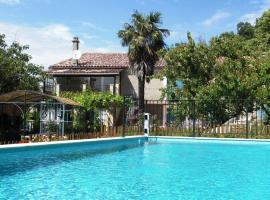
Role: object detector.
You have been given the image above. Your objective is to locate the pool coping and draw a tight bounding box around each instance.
[0,135,270,149]
[0,135,146,149]
[148,136,270,142]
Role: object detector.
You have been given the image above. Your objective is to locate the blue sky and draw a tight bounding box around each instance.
[0,0,270,68]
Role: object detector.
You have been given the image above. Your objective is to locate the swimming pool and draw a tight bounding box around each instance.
[0,137,270,200]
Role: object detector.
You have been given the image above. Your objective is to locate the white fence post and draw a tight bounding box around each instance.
[144,113,150,136]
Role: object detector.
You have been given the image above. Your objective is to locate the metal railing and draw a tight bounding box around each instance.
[123,99,270,138]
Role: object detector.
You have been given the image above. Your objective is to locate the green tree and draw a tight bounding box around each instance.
[0,34,45,94]
[237,22,255,39]
[118,11,169,112]
[164,33,215,100]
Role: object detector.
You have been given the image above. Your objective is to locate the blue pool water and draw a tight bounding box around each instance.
[0,139,270,200]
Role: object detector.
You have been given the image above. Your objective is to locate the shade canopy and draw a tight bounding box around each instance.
[0,90,80,106]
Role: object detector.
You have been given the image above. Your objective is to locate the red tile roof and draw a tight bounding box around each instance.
[48,53,164,75]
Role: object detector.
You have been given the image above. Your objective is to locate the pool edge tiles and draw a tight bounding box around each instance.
[148,136,270,144]
[0,135,147,151]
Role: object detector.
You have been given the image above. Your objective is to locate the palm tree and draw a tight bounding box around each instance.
[118,11,170,113]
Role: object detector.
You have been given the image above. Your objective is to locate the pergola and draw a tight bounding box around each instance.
[0,90,80,134]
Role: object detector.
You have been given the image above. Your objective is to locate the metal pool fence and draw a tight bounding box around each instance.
[123,99,270,138]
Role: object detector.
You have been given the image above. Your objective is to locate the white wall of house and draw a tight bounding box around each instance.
[121,70,166,100]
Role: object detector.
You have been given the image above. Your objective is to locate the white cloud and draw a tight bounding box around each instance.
[0,22,73,68]
[82,22,108,32]
[240,0,270,24]
[0,22,124,69]
[0,0,21,5]
[202,11,231,26]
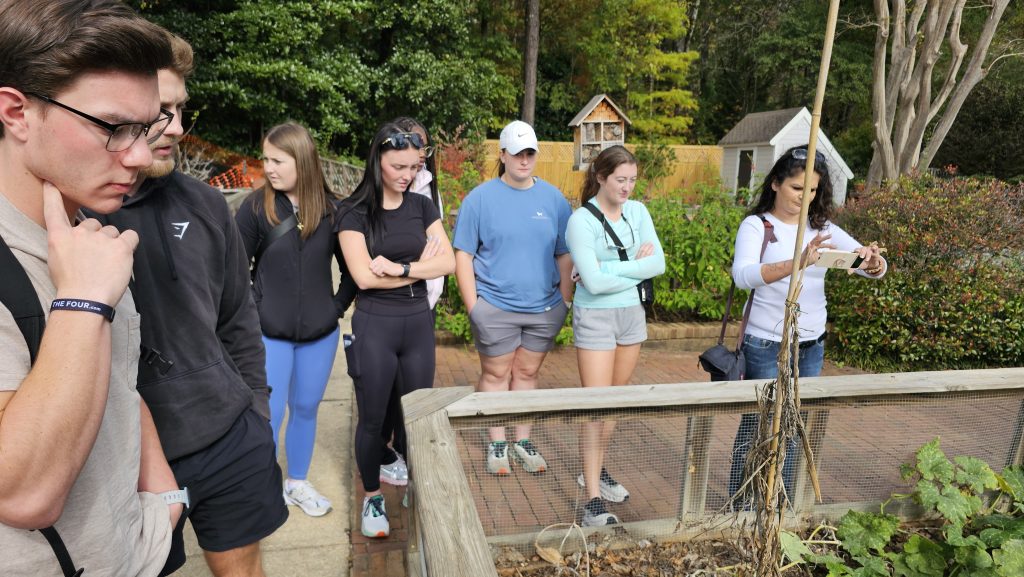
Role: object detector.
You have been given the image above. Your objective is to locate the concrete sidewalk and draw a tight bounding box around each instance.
[175,315,354,577]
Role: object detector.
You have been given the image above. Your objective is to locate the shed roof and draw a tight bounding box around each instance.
[718,107,804,147]
[569,94,633,126]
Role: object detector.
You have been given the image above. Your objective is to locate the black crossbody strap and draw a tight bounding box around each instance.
[0,237,84,577]
[718,214,778,351]
[253,212,299,278]
[584,202,630,260]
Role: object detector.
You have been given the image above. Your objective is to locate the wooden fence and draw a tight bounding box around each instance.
[402,368,1024,577]
[484,140,722,198]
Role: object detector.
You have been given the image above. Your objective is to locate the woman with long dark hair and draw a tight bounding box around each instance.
********
→ The exercise: Can you render all of the material above as a numbered list, one line per item, with blank lines skipped and the pictures left out?

→ Problem solution:
1. Role: object detector.
2. You have been given the image above. Your objective is to locate the pool coping and draw a tight bounding box around each instance.
3. [0,135,270,149]
4. [0,135,146,149]
5. [148,136,270,142]
6. Role: object detector.
7. You have been given the image above. Your objective is to locate the blue sky and draw a tight bounding box around each instance.
8. [0,0,270,68]
9. Role: object detector.
10. You have been given the image above. Your objective is to locate the swimming pool and draw a tight bounding box around each instance.
11. [0,137,270,200]
12. Role: object detector.
13. You have been given the image above. Your objective is to locate the white fence post and draw a tight bounding box around each instance.
14. [144,113,150,136]
15. Role: object detector.
16. You have been given the image above. Your objective is to locate the metal railing and draw a tight bounding box around each instance.
17. [123,99,270,138]
18. Role: object detector.
19. You have been given the image above. Your objective is to locate the green tree and draw a tight bounding box around each instance.
20. [0,34,45,94]
21. [237,22,255,39]
22. [118,11,169,112]
23. [164,33,215,100]
24. Role: object detector.
25. You have been given the image above. Your objective is to locate the blue pool water and draw a tight bounding box around each instance.
26. [0,139,270,200]
27. Role: object detector.
28. You have been given the image above. Your objective is to locate the shade canopy and draw a tight bounding box around each instance.
29. [0,90,80,106]
30. Role: object detector.
31. You have been given the image above. Your objective is to locate the red tile roof and draw a tight bounding box around each instance.
32. [48,53,164,75]
33. Role: object detector.
34. You have been given the image above. Your objective is to locate the pool edge tiles and draw a tight bounding box around each instance.
35. [148,136,270,144]
36. [0,135,147,151]
37. Role: object detector.
38. You have been given the image above. Your objective is to locate the palm tree and draw a tight bounding box around each instance.
39. [118,11,170,113]
40. Role: object detector.
41. You have been given the image above. Your objective is to locate the pergola and draw a tight bounding box around each instance.
42. [0,90,80,134]
43. Role: object detector.
44. You have been given the image above. Your objective is to locate the metal pool fence and draw a tight bounding box around each instance.
45. [123,99,270,138]
46. Role: object detector.
47. You have been given the image above. Your objective is to locate the white wall of house and draw a tight bounding box around each instance.
48. [121,70,166,100]
49. Role: object detector.
50. You have been given the image above. Your objective is to locate the white cloud and draw a tight bounding box around each instance.
51. [0,22,73,68]
52. [82,22,108,32]
53. [240,0,270,24]
54. [0,22,124,69]
55. [0,0,21,5]
56. [202,11,231,26]
57. Role: object detector.
58. You have been given the image above. Your objective is to locate the concrete sidewalk and draw a tight bounding box around each instance.
59. [175,315,354,577]
60. Role: object detector.
61. You have been given the image above. Your objective is to locate the shed roof and draw a tight bounding box around each instance.
62. [718,107,804,147]
63. [569,94,633,126]
64. Role: object detector.
65. You have been given the image above. Your objective is to locate the black crossbody strap and draw a tight bounding box around each instance.
66. [0,237,84,577]
67. [718,214,778,351]
68. [253,212,299,278]
69. [584,202,630,260]
70. Role: object detector.
71. You have been given the image above. Your objective is to locate the wooden fence and draw a tight bounding box around each instance.
72. [402,368,1024,577]
73. [484,140,722,198]
74. Role: object detector.
75. You have been given the image above. Your objective is to locate the woman with long dark hair and draw a tight bounding box around each instance.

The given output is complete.